> THE EXERCISE
From the line containing "Would you mind marking the new" through the last line of the entries, output the text exactly. Pictures stay out.

[Location labeling records]
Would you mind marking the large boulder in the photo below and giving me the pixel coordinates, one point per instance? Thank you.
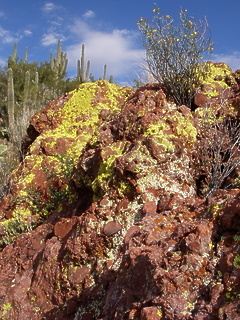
(105, 220)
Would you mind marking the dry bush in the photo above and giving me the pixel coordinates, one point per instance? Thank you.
(219, 148)
(174, 53)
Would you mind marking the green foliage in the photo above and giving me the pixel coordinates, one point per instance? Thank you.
(174, 53)
(13, 228)
(218, 152)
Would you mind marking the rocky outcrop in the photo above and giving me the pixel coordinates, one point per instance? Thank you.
(105, 219)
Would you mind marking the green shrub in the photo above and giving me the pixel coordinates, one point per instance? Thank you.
(174, 53)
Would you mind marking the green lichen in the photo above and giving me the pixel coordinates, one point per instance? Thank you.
(76, 123)
(105, 173)
(5, 308)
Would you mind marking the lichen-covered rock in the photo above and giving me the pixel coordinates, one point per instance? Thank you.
(106, 217)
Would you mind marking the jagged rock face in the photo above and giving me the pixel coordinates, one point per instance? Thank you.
(108, 187)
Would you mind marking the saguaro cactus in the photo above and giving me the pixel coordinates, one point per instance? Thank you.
(10, 101)
(82, 75)
(59, 64)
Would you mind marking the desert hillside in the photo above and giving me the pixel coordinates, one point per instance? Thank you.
(126, 206)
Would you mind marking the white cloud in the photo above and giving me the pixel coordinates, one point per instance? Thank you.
(89, 14)
(232, 59)
(27, 32)
(6, 36)
(115, 48)
(49, 6)
(49, 39)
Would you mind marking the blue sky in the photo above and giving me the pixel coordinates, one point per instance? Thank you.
(108, 29)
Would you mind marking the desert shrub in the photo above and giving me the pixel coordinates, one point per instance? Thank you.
(174, 53)
(218, 151)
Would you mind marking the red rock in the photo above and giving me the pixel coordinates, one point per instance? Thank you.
(111, 228)
(63, 227)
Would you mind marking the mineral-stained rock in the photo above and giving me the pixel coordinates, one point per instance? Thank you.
(105, 222)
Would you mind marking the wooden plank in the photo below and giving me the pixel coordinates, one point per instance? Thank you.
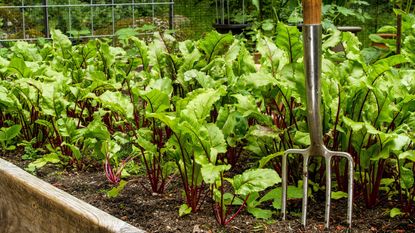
(31, 205)
(311, 12)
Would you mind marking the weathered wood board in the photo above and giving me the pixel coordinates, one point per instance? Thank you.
(30, 205)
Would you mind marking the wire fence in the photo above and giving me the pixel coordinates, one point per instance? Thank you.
(33, 19)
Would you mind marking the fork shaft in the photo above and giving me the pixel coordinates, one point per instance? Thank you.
(305, 189)
(328, 192)
(284, 186)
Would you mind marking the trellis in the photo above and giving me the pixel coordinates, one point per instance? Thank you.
(68, 7)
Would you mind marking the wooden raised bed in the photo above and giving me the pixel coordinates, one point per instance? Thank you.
(30, 205)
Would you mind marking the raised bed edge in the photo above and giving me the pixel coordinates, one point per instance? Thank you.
(31, 205)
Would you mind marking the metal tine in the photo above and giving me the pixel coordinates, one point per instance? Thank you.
(327, 154)
(312, 63)
(306, 157)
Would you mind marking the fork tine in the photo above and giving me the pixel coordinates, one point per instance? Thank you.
(328, 191)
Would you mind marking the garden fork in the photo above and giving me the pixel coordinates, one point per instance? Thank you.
(312, 63)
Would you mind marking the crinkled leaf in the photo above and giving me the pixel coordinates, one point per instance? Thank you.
(255, 181)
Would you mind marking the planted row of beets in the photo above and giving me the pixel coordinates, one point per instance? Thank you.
(205, 112)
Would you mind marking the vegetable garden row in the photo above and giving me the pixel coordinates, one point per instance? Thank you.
(205, 112)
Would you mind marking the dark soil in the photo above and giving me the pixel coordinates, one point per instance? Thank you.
(159, 213)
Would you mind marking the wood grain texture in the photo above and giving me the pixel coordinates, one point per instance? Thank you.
(30, 205)
(312, 11)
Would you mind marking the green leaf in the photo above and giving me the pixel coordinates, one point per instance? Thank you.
(115, 192)
(293, 192)
(39, 163)
(289, 39)
(338, 195)
(395, 212)
(117, 102)
(410, 155)
(214, 44)
(157, 100)
(184, 210)
(211, 173)
(201, 102)
(260, 213)
(7, 134)
(407, 177)
(302, 138)
(255, 180)
(267, 158)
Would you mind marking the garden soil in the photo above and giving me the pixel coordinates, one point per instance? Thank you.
(159, 213)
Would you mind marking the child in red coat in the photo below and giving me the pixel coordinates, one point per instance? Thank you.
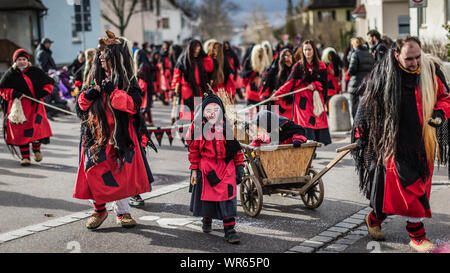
(217, 167)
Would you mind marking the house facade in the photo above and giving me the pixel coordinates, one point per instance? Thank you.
(63, 25)
(329, 22)
(20, 27)
(156, 21)
(427, 23)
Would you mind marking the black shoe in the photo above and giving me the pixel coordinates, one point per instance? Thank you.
(136, 201)
(207, 226)
(232, 237)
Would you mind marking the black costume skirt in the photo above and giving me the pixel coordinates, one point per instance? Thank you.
(319, 135)
(211, 209)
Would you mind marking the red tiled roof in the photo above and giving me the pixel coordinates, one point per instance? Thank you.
(360, 9)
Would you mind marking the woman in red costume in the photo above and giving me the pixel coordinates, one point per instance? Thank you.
(190, 78)
(113, 166)
(216, 167)
(24, 79)
(309, 73)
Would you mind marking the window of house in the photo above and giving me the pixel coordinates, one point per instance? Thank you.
(158, 7)
(447, 7)
(326, 16)
(165, 23)
(422, 16)
(75, 34)
(403, 25)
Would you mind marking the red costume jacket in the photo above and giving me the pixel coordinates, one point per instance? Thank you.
(105, 181)
(209, 153)
(412, 201)
(187, 95)
(303, 101)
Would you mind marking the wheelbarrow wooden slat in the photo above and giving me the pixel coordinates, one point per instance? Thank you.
(343, 152)
(285, 180)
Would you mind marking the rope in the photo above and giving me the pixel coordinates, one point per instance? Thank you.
(269, 99)
(50, 106)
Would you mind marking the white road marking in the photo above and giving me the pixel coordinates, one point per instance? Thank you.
(57, 222)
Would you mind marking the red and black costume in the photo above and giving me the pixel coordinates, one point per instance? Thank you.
(34, 83)
(165, 67)
(115, 172)
(233, 62)
(399, 184)
(276, 76)
(217, 160)
(302, 75)
(334, 85)
(190, 75)
(147, 73)
(112, 162)
(227, 84)
(283, 130)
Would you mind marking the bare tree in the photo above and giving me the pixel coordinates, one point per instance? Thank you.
(258, 27)
(215, 20)
(123, 10)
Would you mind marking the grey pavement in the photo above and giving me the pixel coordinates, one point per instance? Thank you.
(39, 213)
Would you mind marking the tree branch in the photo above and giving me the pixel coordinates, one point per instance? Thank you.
(104, 16)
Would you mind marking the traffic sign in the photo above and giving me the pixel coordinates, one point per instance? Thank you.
(418, 3)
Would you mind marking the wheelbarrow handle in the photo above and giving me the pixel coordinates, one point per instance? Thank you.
(348, 147)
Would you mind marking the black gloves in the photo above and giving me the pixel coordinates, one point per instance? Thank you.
(108, 87)
(92, 94)
(437, 119)
(16, 94)
(239, 174)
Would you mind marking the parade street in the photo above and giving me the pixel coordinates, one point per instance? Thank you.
(39, 213)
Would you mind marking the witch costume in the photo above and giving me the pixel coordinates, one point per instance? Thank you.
(393, 111)
(112, 164)
(216, 155)
(32, 82)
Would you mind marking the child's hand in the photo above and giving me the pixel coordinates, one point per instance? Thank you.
(193, 177)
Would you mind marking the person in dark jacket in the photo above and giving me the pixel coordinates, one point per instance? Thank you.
(361, 63)
(377, 47)
(44, 55)
(19, 80)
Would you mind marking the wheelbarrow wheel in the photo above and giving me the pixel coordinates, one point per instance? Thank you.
(313, 197)
(251, 195)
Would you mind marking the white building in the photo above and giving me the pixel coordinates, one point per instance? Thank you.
(59, 26)
(389, 17)
(156, 21)
(427, 22)
(174, 24)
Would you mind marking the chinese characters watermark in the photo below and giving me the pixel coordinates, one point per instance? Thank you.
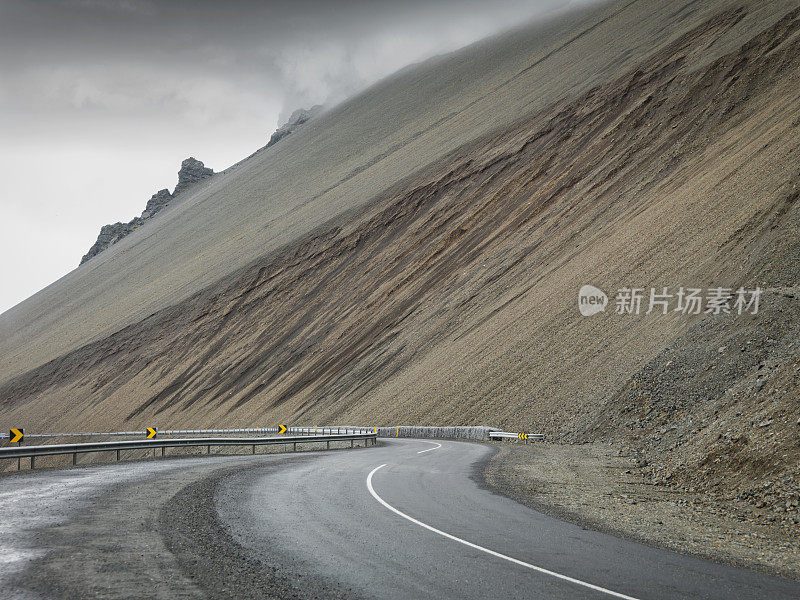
(687, 301)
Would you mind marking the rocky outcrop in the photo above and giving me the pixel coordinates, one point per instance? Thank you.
(298, 118)
(192, 171)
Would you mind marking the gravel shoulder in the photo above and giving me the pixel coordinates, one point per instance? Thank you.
(598, 487)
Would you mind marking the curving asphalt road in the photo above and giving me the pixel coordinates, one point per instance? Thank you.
(407, 519)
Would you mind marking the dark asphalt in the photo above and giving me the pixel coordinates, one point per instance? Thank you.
(307, 526)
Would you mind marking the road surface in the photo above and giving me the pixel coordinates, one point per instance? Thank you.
(407, 519)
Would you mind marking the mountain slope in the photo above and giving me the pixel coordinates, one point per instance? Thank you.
(339, 162)
(450, 295)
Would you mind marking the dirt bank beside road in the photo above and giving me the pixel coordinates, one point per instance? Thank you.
(599, 487)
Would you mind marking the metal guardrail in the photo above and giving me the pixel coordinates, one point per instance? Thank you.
(20, 452)
(519, 436)
(300, 430)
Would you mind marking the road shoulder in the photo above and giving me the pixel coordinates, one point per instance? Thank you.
(594, 486)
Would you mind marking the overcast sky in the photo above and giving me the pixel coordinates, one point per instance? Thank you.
(100, 100)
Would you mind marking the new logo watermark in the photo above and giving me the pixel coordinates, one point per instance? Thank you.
(591, 300)
(684, 300)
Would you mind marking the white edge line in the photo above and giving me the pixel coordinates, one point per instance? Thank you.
(482, 549)
(438, 445)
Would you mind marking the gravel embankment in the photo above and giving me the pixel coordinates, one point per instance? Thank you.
(597, 487)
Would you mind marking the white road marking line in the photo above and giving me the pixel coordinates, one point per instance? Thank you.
(482, 549)
(438, 445)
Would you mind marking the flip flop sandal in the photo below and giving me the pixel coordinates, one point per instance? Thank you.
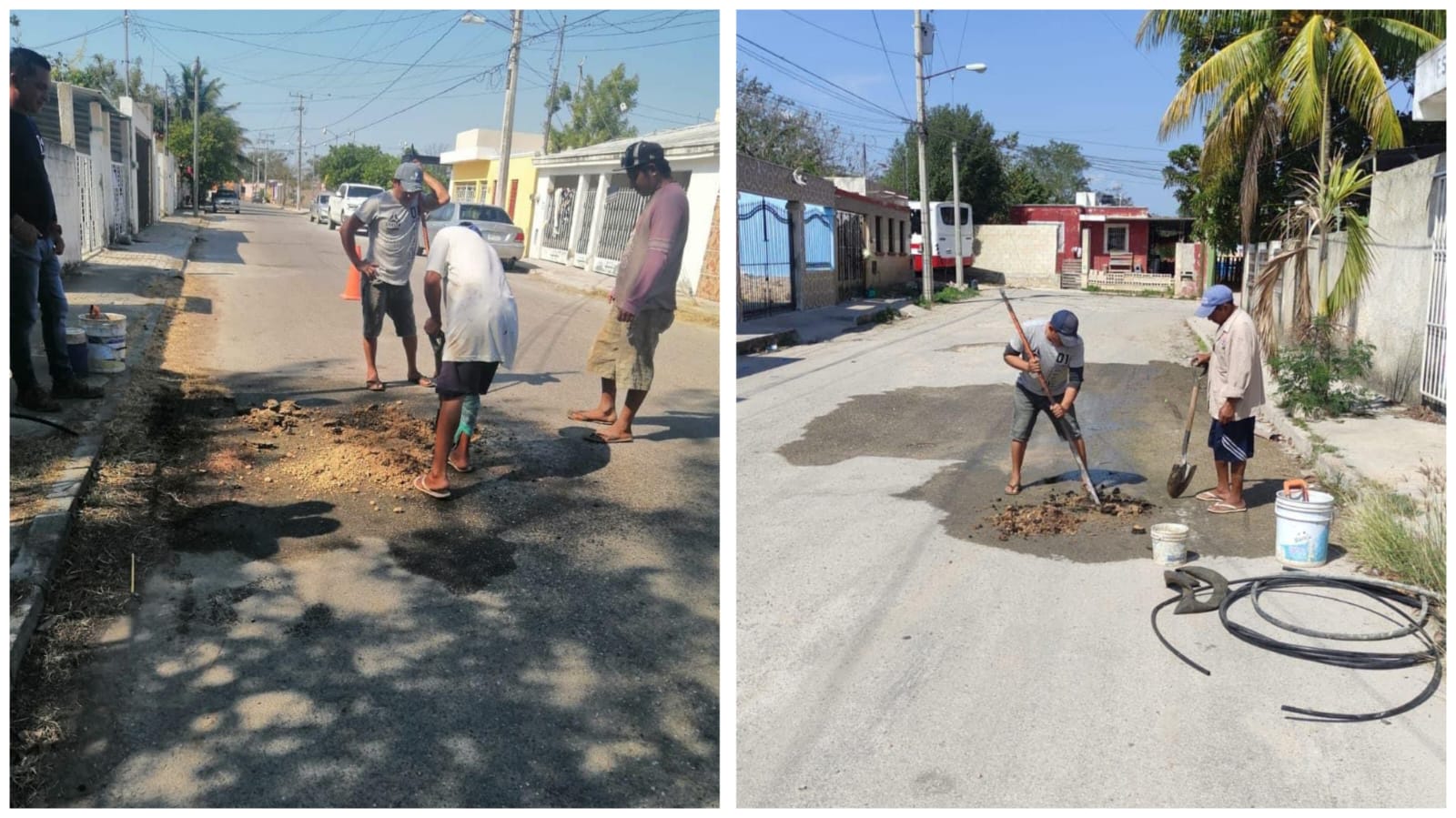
(580, 415)
(437, 494)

> RESPONSE TO THE TASK
Would you mind marking the new logo watermark in the photo above and giving me the pixel coordinates, one point per instance? Thank you.
(591, 300)
(684, 300)
Would you mind marking the white edge line in the photo above and giving me the pixel coordinates, one point per instance? Thank you.
(482, 549)
(438, 445)
Would you mind marking the gravel embankment in the photo above and giving me the pixel coordinates, one point per instance? Thank you.
(597, 487)
Would you mind marking the white road marking line in the photo above and giving me the pixel coordinates, one point per instance? Thank you.
(482, 549)
(438, 445)
Would you mind marking the flip flop sandal in the photo below and giving me the pixel coordinates, one point per instance? Thank you.
(580, 415)
(437, 494)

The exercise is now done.